## Records drawn from a dataset
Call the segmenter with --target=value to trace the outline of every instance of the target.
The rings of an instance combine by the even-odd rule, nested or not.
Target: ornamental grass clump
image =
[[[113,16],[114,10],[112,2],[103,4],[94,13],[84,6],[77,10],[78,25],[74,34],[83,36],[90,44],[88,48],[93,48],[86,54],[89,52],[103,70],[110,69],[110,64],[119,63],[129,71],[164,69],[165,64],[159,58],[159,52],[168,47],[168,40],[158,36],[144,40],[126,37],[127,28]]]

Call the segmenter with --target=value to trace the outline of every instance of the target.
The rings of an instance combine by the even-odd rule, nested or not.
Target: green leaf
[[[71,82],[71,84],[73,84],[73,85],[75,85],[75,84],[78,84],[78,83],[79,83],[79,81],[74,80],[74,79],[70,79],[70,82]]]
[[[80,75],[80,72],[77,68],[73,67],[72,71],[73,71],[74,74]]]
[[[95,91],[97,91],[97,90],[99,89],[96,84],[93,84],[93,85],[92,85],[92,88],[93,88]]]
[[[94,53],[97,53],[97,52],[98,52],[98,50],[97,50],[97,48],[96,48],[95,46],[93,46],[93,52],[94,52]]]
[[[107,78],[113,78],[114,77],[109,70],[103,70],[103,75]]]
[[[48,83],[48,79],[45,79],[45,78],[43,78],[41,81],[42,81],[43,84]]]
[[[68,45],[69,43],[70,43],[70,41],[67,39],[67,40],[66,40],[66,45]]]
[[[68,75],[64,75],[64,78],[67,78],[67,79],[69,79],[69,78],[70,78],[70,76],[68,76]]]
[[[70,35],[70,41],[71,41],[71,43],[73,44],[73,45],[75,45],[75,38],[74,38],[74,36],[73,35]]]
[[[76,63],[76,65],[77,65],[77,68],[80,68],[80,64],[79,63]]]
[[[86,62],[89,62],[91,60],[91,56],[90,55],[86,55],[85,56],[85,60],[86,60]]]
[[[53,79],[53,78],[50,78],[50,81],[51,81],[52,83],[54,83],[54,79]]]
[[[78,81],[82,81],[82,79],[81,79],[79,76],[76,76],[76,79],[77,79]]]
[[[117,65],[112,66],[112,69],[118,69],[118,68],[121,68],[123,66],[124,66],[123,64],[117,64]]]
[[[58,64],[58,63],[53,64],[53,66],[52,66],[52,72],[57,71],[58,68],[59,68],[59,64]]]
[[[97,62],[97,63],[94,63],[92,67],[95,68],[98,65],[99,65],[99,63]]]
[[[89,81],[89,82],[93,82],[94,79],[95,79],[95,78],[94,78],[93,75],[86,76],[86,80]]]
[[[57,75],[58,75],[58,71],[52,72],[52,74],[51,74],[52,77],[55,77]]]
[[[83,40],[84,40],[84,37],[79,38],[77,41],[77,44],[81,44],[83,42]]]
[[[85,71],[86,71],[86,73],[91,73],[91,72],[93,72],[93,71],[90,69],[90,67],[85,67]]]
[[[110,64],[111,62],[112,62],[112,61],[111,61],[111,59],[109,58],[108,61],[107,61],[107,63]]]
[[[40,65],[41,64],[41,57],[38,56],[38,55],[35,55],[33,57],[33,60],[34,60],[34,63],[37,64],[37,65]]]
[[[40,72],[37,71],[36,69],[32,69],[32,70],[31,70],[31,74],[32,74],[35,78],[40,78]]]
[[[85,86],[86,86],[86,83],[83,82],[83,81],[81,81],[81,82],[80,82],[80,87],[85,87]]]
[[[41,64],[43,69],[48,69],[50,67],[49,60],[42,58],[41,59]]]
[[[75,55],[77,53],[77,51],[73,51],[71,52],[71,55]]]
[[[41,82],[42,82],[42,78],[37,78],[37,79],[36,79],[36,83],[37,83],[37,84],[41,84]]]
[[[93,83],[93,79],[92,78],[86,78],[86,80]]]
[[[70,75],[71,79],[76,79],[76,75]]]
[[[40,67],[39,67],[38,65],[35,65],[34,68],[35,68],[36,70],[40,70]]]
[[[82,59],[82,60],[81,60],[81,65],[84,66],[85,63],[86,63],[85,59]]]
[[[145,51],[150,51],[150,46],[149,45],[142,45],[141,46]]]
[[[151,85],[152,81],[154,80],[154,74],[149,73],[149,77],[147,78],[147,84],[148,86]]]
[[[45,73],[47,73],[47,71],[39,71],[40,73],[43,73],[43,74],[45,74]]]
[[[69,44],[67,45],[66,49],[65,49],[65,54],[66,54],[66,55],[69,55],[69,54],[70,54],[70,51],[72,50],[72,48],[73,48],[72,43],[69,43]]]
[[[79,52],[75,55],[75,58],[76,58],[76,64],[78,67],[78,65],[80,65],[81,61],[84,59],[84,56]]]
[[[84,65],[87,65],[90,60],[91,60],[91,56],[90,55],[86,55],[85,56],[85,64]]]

## Task goal
Starting with the first line of the entries, transcribe every line up to and including the one with "Target: ornamental grass clump".

## Response for this exercise
Call the segmenter with --target=value to trace the outline of every instance of the target.
The rings of an instance combine by the even-odd rule, nested or not.
Target: ornamental grass clump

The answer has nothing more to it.